Convert each of the items below into a numbered list, omitting any blank lines.
::: GIVEN RECORDS
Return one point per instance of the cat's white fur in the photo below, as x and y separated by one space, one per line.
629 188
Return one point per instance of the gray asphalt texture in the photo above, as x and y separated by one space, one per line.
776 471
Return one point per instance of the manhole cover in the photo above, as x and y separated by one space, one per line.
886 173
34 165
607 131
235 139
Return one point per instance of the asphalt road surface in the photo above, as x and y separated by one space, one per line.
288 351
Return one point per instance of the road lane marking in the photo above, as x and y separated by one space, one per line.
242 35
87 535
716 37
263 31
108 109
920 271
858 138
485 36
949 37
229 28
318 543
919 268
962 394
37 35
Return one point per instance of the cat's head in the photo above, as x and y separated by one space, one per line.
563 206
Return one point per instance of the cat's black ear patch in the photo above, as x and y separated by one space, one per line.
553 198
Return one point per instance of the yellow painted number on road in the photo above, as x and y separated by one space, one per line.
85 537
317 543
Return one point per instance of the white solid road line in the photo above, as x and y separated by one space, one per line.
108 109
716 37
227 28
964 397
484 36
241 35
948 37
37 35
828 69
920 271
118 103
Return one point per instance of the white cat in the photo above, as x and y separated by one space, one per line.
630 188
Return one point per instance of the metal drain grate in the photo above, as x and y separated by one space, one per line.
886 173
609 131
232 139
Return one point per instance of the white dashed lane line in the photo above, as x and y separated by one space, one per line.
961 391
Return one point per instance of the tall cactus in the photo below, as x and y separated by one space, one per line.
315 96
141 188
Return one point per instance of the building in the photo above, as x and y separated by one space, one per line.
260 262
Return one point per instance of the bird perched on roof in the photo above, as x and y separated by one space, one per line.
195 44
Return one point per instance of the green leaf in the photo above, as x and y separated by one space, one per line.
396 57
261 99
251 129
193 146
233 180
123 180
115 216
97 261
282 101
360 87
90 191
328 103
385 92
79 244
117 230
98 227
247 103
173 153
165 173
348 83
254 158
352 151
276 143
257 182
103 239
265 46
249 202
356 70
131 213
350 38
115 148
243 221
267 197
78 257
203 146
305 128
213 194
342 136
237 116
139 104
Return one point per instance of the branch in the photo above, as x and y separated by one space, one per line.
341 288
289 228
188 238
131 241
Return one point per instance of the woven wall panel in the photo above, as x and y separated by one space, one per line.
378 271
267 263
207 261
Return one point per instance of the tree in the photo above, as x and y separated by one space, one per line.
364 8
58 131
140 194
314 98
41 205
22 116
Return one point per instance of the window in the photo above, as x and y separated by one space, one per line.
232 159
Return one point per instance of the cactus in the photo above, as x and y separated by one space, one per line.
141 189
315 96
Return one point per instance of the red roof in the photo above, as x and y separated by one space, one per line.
::::::
SOLUTION TO THE PROBLEM:
1. Return one point per instance of the cat's white fur in the photo below, as x and y separated by one space, one per line.
2. 629 188
3. Return one point per instance of the gray asphalt texture in the photo above, as x and y separated by one space, one per line.
4. 776 471
5. Return one point per instance of the manhole cover in the photo above, as x and y separated by one space, one per line.
6. 886 173
7. 34 165
8. 607 131
9. 235 139
10. Return one point per instance of the asphalt road surface in the photo above, as x and y separated by one space, one per line.
11. 288 351
12. Return one point per instance of the road lane marking in the photo above, as x and y separated by one space, one per line.
13. 242 35
14. 87 535
15. 716 37
16. 263 31
17. 108 109
18. 920 271
19. 858 138
20. 485 36
21. 949 37
22. 229 28
23. 318 543
24. 919 268
25. 962 394
26. 37 35
27. Return one point per instance of the cat's head in the photo above, as x and y separated by one space, one per line.
28. 563 206
29. Return one point per instance of the cat's black ear patch in the photo above, as x and y separated by one space, one per line.
30. 553 198
31. Return one point per instance of the yellow painted number on road in the photo above, as x and y separated by one space, one per line.
32. 85 537
33. 317 543
34. Return one point per instance of the white solid road line in the photo above, as x and y separated by one space, one per line.
35. 108 109
36. 716 37
37. 227 28
38. 964 397
39. 484 36
40. 241 35
41. 948 37
42. 37 35
43. 828 69
44. 920 271
45. 118 103
46. Return one point per instance of the white cat in the photo above, as x and y separated by one space, one per line.
47. 630 188
48. Return one point per instance of the metal drain grate in the photo above, as x and y separated by one space, one per line.
49. 886 173
50. 609 131
51. 232 139
52. Return one point per instance of the white dashed lane line in the photo above, as x and y separated by one space, one per line.
53. 961 391
54. Return one point per instance of the tall cactus in the photo below, as x and y separated by one space, one per line.
55. 315 96
56. 141 188
57. Return one point per instance of the building in the photo above, as x and y separated by one space, one per line.
58. 260 262
59. Return one point per instance of the bird perched on roof in the photo above, as x and y separated by one space, one per line.
60. 195 44
61. Return one point per instance of the green leaf in the photo above, as x and y separated by one space, one per line.
62. 396 57
63. 261 99
64. 251 129
65. 193 146
66. 233 180
67. 123 180
68. 115 216
69. 97 261
70. 282 101
71. 360 87
72. 90 191
73. 328 103
74. 385 92
75. 79 244
76. 117 230
77. 98 227
78. 247 103
79. 173 153
80. 165 173
81. 348 83
82. 254 158
83. 352 151
84. 276 143
85. 257 182
86. 103 239
87. 265 46
88. 249 202
89. 356 70
90. 131 213
91. 350 38
92. 115 148
93. 243 221
94. 267 197
95. 78 257
96. 203 146
97. 305 128
98. 213 194
99. 342 136
100. 237 116
101. 139 104
102. Return one point per instance of the branch in the photo above, as x and y separated by one space, one per line.
103. 341 288
104. 289 228
105. 188 238
106. 131 241
107. Return one point per instance of the woven wall panel in the photo above, as x and y separated by one space, one per line.
108. 378 271
109. 267 263
110. 207 261
111. Return one point per instance of the tree in the photo above, as x and y separated by one space, one per line.
112. 364 8
113. 58 131
114. 140 194
115. 314 98
116. 41 205
117. 22 116
118. Return one point per instance of the window in the photo above, as x and y separated by one space, one per line.
119. 232 159
120. Return one point per instance of the cactus in the photo above, as x and y separated by one space, one per line.
121. 141 189
122. 315 96
123. Return one point per instance of the red roof in the photo above, as x and y separated by one space, one per line.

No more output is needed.